_EXCERPT TO READ_:
>> Start
Despite being such a great language, there is something I feel frustrated with on a daily basis.
It is that "defining classes is a pain!" and "writing Select queries is a pain!"
C# is a statically typed language, so basically all classes you want to use must be defined. That itself is somewhat inevitable, but having to define derived classes every time is extremely tedious.
In particular, when performing database access using an ORM (Object-Relational Mapping), the shape of the data you want must be defined as a DTO (Data Transfer Object) every time, leading to writing similar class definitions over and over again.
Let's compare it with Prisma, a TypeScript ORM. In Prisma, you can write it like this:
// The type for 'user' is automatically generated from the schema file
const users = await prisma.user.findMany({
// Specify the content of the data you want with 'select'
select: {
id: true,
name: true,
posts: {
// Data from related tables can also be specified with 'select' in the same way
select: {
title: true,
},
},
},
});
// The type of 'users' automatically becomes as follows (it does it automatically!)
// It is also easy to reuse this type
type Users = {
id: number;
name: string;
posts: {
title: string;
}[];
}[];
Trying to do the same thing with EFCore in C# looks like this:
// Assume the User type is defined in a separate file
var users = dbContext.Users
// Specifying the desired data with Select is the same
.Select(u => new UserWithPostDto
{
Id = u.Id,
Name = u.Name,
// Child classes are also specified with Select in the same way
Posts = u.Posts.Select(p => new PostDto { Title = p.Title }).ToList()
})
.ToList();
// You have to define the DTO classes yourself!
>> End
_RECORDED INFORMATION_:
>> Start
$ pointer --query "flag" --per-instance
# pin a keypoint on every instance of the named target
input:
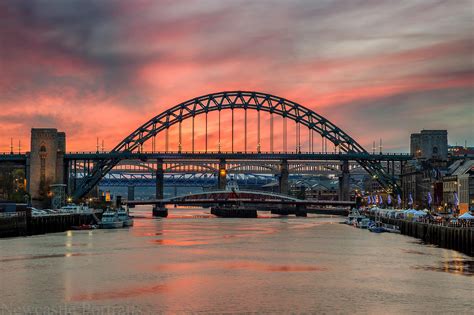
>> End
_TASKS FOR THIS EXERCISE_:
- a) In the excerpt comparing C# and Prisma, what must the shape of the data you want be defined as every time when accessing a database through an ORM in C#?
- b) In the excerpt comparing C# and Prisma, why must classes be defined in C#, and why does ORM database access make this especially tedious?
- c) Write the next part of the excerpt comparing C# and Prisma, picking up right after its final line.

_RESPONSES TO THE TASKS_:
- a) A DTO (Data Transfer Object).

- b) C# is a statically typed language, so basically every class you want to use has to be defined. With an ORM, the shape of the data you want must be defined as a DTO each time, which means writing similar class definitions over and over again.

- c)
public class UserWithPostDto
{
public int Id { get; set; }
public string Name { get; set; }
public List<PostDto> Posts { get; set; }
}
// Same for the child class
public class PostDto
{
public string Title { get; set; }
}
// Since there is a User class, it feels like it could be automatically generated from there, but...
In this regard, Prisma feels clearly easier and more convenient. Even though the Users type itself is defined as a class[1], I feel like, "Why do I have to go through the trouble of defining derived DTO classes myself?"
I can tolerate it at the scale shown above, but it gets even more painful in more complex cases.
var result = dbContext.Orders
.Select(o => new OrderDto
{
Id = o.Id,
Customer = new CustomerDto
{
CustomerId = o.Customer.Id,
CustomerName = o.Customer.Name,
// Tedious point
CustomerAddress = o.Customer.Address != null
? o.Customer.Address.Location
: null,
// Since I don't want to check every time, I might group them into another DTO
AdditionalInfo = o.Customer.AdditionalInfo != null
? new CustomerAdditionalInfoDto
{
InfoDetail = o.Customer.AdditionalInfo.InfoDetail,
CreatedAt = o.Customer.AdditionalInfo.CreatedAt
}
: null
},
Items = o.Items.Select(i => new OrderItemDto
{
ProductId = i.ProductId,
Quantity = i.Quantity,
// Same for arrays. Hard to read...
ProductComments = i.CommentInfo != null
? i.CommentInfo.Comments.Select(c => new ProductCommentDto
{
CommentText = c.CommentText,
CreatedBy = c.CreatedBy
}).ToList()
: new List<ProductCommentDto>()
}).ToList()
})
.ToList();
// I won't write them all out here, but all the DTO classes used above need to be defined.
To begin with, there are 5 DTO classes in the example above, which is already incredibly tedious, but an even more troublesome factor is "null checks."
First, the ?. (null-conditional operator) cannot be used inside EFCore's Select expression. Specifically, it is a specification that it cannot be used inside Expression<...>.
Therefore, you have to write code like the one above, using the ternary operator to perform null checks and accessing members only if they are not null.
If it's just a child class, o.A != null ? o.A.B : null is simple enough, but as it goes deeper into grandchild and great-grandchild classes, the null-check code keeps increasing, making it very hard to read.
// Incredibly hard to read
Property = o.A != null && o.A.B != null && o.A.B.C != null
? o.A.B.C.D
: null
The same applies when picking up values from an array within a child class (which might be null); you have to write tedious code.
// Give me a break
Items = o.Child != null
? o.Child.Items.Select(i => new ItemDto{ /* ... */ }).ToList()
: new List<ItemDto>()
What do you think? Personally, I hate this very much.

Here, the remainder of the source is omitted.